### 本文:
Watson導入進み、45分野のソリューション
はじめに登壇した日本IBM社長のエリー・キーナン氏は、Watsonの導入が伸びており、350社以上が導入していることを紹介。ヘルスケアの分野では、米国で増大している糖尿病の発作予測が、89%の精度になるなどの効果をあげたという。また「全米オープンテニス(USオープン)」では、2.78億件に及ぶサイバー攻撃を監視して、大会を成功に導くとともに、過去12年間の試合の記録データを蓄積しているという。「ソフトバンク球団でもWatsonを使って欲しい」と語りソフトバンクの宮内社長に話をつないだ。
成長戦略と構造改革のためにAIを— ソフトバンク宮内社長
続いて登壇したソフトバンクの宮内社長は「球団ではまだWatsonは使っていないが来季ぐらいから検討したい」と答えた。ソフトバンクはIBMとの昨年からの協業で、すでに45の分野のソリューションパッケージを開発している。
企業が成長するための条件は「成長戦略」と「構造改革」が必要と語る宮内社長。これまでのITは構造改革に貢献してきたが、これからは成長戦略のために必要だという。そのためには「現在行なっている事業をテクノロジーで再定義すること」を提唱。ソフトバンクも、これまでのコア事業であった通信事業にとどまらず事業の再定義をおこなっており、Uberへの巨額の出資や、みずほ銀行とのレンディング事業などはその一貫だという。またシェアリングエコノミーの進展の先には、利用する個人ユーザーも評価される「スコアリング・エコノミー」が来るという。
ソフトバンクの1兆円におよぶビジョンファンドは、こうした革新的なビジネス分野に投入されるという。

### 記録の抜粋:
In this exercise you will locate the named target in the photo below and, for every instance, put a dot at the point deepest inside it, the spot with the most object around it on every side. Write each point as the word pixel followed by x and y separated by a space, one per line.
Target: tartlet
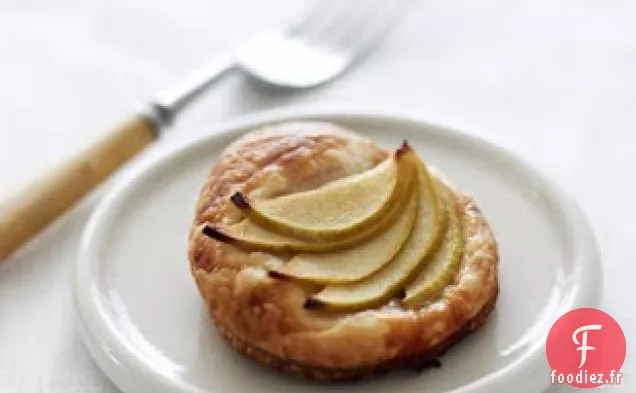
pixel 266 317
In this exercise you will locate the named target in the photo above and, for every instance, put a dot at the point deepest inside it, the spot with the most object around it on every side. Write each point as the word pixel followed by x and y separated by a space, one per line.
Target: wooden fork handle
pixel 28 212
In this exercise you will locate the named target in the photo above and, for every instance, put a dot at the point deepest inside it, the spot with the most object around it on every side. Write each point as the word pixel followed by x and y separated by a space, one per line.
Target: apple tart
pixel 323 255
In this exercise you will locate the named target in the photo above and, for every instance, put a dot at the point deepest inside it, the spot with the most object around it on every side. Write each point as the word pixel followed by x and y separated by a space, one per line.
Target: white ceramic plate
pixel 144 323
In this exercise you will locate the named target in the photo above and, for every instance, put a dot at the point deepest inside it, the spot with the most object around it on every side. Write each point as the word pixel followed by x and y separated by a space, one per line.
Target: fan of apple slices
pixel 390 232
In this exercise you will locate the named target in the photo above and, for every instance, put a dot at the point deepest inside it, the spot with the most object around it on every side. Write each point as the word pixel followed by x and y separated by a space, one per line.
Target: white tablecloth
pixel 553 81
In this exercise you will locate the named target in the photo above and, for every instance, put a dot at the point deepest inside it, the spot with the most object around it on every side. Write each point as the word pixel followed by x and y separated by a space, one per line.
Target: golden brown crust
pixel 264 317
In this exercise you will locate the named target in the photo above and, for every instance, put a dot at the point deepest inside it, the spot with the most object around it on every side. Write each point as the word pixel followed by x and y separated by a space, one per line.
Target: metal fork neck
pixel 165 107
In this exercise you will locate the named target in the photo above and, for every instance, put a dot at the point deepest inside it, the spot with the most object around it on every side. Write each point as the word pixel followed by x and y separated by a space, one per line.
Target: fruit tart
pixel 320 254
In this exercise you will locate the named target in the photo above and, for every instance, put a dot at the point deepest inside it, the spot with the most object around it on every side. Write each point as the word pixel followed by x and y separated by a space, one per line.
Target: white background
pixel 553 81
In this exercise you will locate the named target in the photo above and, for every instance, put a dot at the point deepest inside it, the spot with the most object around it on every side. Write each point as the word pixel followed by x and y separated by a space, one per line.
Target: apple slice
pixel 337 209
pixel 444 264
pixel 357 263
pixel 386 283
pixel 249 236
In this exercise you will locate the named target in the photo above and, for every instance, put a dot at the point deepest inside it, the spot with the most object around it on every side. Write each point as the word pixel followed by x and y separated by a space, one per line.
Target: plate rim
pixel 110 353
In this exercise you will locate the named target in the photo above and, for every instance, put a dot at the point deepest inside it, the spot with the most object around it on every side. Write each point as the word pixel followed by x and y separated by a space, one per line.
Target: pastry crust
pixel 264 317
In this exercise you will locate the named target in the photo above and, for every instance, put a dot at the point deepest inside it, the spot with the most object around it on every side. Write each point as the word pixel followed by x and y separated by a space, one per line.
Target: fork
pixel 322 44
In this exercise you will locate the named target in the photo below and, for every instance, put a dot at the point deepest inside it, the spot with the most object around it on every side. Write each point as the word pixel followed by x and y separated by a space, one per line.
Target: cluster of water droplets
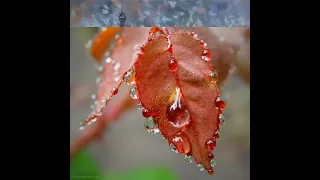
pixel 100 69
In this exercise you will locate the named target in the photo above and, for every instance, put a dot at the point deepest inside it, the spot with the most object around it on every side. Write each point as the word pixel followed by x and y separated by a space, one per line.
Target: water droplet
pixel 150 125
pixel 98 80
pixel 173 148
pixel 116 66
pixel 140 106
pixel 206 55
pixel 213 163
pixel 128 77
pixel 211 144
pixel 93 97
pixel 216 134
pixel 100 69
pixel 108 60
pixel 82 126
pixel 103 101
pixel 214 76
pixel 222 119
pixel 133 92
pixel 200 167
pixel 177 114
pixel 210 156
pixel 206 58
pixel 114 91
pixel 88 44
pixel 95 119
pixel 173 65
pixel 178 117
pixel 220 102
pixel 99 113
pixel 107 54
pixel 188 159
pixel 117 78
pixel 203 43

==

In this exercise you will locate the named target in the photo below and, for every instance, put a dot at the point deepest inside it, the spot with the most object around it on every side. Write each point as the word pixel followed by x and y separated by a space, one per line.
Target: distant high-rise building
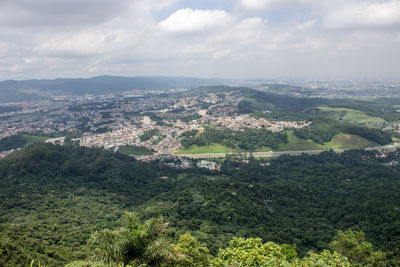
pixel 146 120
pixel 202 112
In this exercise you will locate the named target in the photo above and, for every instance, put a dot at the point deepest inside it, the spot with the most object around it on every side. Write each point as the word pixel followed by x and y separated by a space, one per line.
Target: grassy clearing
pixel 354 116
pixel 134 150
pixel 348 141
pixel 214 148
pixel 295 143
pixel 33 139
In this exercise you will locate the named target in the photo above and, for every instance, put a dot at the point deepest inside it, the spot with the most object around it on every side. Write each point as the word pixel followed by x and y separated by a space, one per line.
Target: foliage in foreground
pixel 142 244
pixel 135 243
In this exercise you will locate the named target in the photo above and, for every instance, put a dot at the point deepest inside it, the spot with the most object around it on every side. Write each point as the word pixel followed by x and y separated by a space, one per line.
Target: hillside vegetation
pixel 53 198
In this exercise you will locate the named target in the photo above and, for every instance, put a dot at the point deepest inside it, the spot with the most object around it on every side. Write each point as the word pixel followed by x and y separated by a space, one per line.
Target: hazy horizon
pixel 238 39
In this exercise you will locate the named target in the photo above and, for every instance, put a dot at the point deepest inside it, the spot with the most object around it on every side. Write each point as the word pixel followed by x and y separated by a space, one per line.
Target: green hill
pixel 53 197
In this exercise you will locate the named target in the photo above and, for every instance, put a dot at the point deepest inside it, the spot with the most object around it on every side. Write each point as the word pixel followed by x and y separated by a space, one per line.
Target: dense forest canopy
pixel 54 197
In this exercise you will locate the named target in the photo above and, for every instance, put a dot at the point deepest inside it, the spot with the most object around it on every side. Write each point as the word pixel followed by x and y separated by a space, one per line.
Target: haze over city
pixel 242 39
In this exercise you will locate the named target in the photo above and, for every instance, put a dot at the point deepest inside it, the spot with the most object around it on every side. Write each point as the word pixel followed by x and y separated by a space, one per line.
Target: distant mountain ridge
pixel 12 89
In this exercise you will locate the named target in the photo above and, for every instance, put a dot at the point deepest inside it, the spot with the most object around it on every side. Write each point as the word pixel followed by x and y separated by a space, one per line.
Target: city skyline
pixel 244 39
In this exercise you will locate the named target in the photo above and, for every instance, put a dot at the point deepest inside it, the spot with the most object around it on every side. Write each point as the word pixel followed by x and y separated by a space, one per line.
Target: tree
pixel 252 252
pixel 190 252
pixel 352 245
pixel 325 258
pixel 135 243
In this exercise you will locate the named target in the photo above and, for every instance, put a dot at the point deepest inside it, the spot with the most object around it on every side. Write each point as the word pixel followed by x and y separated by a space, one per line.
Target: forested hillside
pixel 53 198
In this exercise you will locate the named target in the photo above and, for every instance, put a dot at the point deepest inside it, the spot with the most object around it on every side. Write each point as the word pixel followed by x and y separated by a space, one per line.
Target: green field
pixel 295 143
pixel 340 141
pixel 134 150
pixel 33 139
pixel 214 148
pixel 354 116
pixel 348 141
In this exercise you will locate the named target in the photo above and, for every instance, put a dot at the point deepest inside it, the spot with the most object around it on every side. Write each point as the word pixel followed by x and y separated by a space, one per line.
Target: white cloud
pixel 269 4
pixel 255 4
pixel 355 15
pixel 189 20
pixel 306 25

### 取り組む内容:
A – Watsonに関する記事を読んで、次の問いに答えてください。
(i) Watsonを導入している企業は何社以上ですか。
(ii) ソフトバンクがIBMとの協業ですでに開発したソリューションパッケージは、いくつの分野にわたりますか。
(iii) ソフトバンクのビジョンファンドの規模はどれほどですか。
B – Watsonに関する記事を、最後の文の後から書き継いでください。
行はこの作業とは関係ありません。

### 記述回答:
A –
(i) 350社以上
(ii) 45の分野
(iii) 1兆円

B –
ソフトバンクでは現在40あまりのAIによる業務の構造改革を進めている。「AIの導入によってこれまでの業務が半分のリソースで可能になる」と宮内社長は語る。具体的な事例としては「見積書作成」などの提携業務だ。ソフトバンクでは、1日750件の見積もりの業務が発生していたが、営業からのメールをWatsonが自動的に読み取り見積書を作成することで、大幅な時間が削減されたという。また人事部門では採用部門への募集者からのメールの読み取りの自動化により、二人分のスタッフに相当する業務が軽減されている。こうした改革の提案は現場の業務担当者から行われたという。「AIが業務を奪うのではなく、AIにより個人の能力が強化された」(宮内社長)と言う。
AIによる営業代行もすでに現実化
人材サービス業ではコーディネータや営業の役割が重要。この業務をAI化したのがフォーラムエンジニアリングだ。技術者派遣などを行う同社の取締役事業部長 竹内政博氏は、人材マッチングへのWatsonの活用例「コグニティブエージェント=cog」を紹介した。紹介マッチングに要した人員、時間などのコストを6分の1に短縮し、顧客企業の採用の意思決定も2週間から1週間に半減したという。
「cog」の特色は会話エンジンであり、WatsonのカンバセーションAPIを活用し独自のコーバス(辞書)を作成、またスキルとのマッチングの分析や予算達成のための解析のアルゴリズムにも、Watsonを活用したという。また営業マンのように人材紹介のプレゼンをおこない、また採用を躊躇している担当者には「この人は貴重な人材ですよ」と語りかけるなど、営業のエージェントとして実用化されている。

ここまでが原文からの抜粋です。